Trecho

_ _ _ _

07 outubro 2006

Lula – Princípio de realidade em política


Michel Plon (*)


Não sendo « especialista » em Brasil, seu povo, sua história, sua economia e sua política, como por exemplo Alain Rouquié, pode parecer um tanto indecente que um cidadão do “primeiro mundo”, independentemente de seus laços e, mais ainda, de seu amor por esse país, se atreva a externar um julgamento sobre o resultado do primeiro turno da eleição presidencial, isto é, sobre o fato de o Lula ter de enfrentar o segundo turno. Arrisco-me, no entanto, impulsionado pela raiva e pela decepção.
A imprensa brasileira – que em sua grande maioria não disfarça o prazer que lhe deu esse resultado, ou melhor, o prazer que ele dá aos donos da imprensa – e a imprensa francesa enfatizaram a surpresa em relação às pesquisas que previam a vitória de Lula no primeiro turno.

_ _ _ _

Material fornecido
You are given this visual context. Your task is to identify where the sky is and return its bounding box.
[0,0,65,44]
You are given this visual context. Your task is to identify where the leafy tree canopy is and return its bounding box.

_ _ _ _

Conjunto de tarefas
**A)** Responda com base no trecho:
(i) Que nome o autor cita como exemplo de especialista em Brasil?
(ii) Por quais sentimentos o autor diz ser impulsionado a se arriscar a dar sua opinião?
(iii) O que a imprensa brasileira e a francesa enfatizaram?
**B)** Liste tudo aquilo em que, segundo o trecho, o autor não é especialista.

Respostas esperadas
**A)**
(i) Alain Rouquié.
(ii) Pela raiva e pela decepção.
(iii) A surpresa em relação às pesquisas que previam a vitória de Lula no primeiro turno.

**B)**
- O Brasil
- Seu povo
- Sua história
- Sua economia
- Sua política